(Stated goal):
Find each line in the rows below that contains the word "tree" and copy it out.

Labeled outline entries

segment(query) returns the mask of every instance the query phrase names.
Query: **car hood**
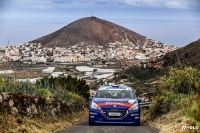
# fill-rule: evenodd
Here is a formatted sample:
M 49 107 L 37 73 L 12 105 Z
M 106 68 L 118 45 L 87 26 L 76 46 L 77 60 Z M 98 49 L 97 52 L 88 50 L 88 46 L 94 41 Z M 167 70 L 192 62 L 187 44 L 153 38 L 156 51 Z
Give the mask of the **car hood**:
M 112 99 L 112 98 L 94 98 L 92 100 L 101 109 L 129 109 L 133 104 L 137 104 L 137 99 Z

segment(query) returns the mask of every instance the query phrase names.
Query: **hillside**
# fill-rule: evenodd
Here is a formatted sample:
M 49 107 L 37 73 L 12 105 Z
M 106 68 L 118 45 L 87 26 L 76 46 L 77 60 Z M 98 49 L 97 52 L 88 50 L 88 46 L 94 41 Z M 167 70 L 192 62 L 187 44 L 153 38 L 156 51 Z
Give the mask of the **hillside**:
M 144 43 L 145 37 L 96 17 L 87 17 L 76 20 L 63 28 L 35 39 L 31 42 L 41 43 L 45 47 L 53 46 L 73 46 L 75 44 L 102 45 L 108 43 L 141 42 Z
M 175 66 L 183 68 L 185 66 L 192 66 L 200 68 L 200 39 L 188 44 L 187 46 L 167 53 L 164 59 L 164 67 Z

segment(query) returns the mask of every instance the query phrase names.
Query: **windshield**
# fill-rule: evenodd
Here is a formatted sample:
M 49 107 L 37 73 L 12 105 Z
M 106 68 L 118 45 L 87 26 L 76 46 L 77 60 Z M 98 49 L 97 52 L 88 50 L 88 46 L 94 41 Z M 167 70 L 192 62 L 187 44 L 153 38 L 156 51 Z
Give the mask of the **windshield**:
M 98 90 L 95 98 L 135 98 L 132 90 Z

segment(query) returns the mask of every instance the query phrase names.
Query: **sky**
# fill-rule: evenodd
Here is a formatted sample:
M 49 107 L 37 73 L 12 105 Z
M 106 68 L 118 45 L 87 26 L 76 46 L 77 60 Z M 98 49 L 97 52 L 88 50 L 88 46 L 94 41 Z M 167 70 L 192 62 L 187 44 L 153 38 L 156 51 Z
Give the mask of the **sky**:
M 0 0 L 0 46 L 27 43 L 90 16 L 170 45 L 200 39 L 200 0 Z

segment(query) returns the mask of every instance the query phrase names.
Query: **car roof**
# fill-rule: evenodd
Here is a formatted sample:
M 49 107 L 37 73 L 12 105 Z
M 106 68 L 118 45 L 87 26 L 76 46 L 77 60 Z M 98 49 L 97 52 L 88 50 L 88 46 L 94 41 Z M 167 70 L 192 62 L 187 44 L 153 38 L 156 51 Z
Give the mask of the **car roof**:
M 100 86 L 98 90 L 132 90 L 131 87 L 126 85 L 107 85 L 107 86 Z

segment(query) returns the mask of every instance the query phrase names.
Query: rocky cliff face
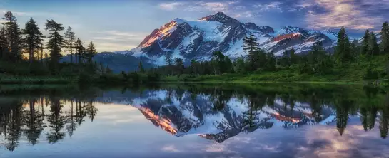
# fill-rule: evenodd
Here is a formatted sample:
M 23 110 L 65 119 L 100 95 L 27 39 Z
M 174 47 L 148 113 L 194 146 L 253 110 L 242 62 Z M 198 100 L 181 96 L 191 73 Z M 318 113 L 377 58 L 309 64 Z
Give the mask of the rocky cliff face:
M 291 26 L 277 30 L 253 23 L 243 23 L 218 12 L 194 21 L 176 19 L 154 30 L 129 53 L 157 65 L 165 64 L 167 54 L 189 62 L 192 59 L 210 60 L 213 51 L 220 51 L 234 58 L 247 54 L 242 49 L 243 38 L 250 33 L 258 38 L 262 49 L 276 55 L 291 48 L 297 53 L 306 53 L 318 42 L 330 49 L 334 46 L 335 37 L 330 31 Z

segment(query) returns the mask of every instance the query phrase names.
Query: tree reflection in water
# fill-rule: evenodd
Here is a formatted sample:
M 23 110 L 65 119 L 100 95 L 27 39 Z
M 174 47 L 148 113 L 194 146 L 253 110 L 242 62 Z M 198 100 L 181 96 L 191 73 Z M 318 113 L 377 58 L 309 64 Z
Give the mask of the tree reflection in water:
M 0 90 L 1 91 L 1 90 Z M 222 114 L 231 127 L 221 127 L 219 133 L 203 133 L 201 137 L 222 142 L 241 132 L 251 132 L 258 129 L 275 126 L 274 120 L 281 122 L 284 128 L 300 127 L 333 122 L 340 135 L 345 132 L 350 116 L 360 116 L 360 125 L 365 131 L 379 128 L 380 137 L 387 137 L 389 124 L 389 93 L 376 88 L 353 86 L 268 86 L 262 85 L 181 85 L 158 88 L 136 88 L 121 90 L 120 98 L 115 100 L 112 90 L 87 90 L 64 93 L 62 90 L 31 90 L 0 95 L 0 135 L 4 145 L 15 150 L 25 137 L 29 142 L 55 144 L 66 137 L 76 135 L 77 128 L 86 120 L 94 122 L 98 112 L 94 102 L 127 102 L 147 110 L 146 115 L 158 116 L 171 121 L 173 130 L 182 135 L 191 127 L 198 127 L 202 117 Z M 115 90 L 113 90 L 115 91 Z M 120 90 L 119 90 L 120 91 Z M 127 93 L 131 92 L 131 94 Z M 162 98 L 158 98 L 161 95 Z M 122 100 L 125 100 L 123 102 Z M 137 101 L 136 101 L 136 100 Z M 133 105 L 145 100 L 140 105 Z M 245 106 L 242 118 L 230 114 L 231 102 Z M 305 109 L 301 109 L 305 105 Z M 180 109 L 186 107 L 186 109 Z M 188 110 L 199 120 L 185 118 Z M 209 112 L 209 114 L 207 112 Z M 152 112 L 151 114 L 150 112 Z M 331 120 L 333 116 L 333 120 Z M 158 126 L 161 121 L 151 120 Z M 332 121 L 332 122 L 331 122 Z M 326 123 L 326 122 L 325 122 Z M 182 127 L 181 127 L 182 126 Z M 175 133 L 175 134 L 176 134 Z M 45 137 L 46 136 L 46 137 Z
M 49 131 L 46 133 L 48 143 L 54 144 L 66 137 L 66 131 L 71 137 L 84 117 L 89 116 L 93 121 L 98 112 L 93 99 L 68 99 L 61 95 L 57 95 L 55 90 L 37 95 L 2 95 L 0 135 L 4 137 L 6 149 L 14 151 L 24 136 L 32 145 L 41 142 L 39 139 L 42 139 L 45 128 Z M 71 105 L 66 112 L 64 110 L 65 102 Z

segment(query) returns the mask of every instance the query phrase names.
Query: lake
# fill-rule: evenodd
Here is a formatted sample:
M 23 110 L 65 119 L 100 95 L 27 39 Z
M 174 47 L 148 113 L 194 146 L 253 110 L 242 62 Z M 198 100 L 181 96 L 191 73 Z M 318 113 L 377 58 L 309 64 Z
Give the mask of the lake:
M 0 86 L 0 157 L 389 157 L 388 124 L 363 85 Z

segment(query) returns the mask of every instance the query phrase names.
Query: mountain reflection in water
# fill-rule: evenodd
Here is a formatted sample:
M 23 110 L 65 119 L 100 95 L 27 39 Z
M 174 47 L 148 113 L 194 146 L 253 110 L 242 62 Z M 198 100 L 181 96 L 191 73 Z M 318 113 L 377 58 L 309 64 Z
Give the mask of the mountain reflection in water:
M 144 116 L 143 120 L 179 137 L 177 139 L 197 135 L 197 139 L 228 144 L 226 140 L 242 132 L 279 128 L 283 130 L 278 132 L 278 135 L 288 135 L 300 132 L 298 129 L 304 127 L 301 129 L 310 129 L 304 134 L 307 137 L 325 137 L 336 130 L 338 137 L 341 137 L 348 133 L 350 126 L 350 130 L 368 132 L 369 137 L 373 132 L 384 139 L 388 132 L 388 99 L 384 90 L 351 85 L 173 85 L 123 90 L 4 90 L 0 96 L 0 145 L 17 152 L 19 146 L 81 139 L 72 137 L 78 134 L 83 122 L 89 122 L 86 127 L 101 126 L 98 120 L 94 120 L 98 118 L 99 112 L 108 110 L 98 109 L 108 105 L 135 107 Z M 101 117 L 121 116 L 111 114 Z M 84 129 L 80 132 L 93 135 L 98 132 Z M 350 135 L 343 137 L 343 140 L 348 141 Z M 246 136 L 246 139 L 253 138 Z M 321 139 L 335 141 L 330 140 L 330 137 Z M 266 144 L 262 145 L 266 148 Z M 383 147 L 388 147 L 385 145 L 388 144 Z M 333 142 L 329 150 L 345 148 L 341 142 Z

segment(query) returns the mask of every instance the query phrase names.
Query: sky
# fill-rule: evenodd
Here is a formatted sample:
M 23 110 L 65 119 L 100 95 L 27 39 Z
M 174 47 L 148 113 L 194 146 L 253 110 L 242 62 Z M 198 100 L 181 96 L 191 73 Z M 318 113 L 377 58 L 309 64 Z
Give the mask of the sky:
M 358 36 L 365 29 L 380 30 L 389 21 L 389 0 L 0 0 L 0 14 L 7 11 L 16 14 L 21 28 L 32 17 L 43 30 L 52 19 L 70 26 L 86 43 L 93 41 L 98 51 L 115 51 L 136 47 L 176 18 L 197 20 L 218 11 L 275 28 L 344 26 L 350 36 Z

(Solution to this task):
Query: tree reflection in water
Give the mask of the tree reflection in water:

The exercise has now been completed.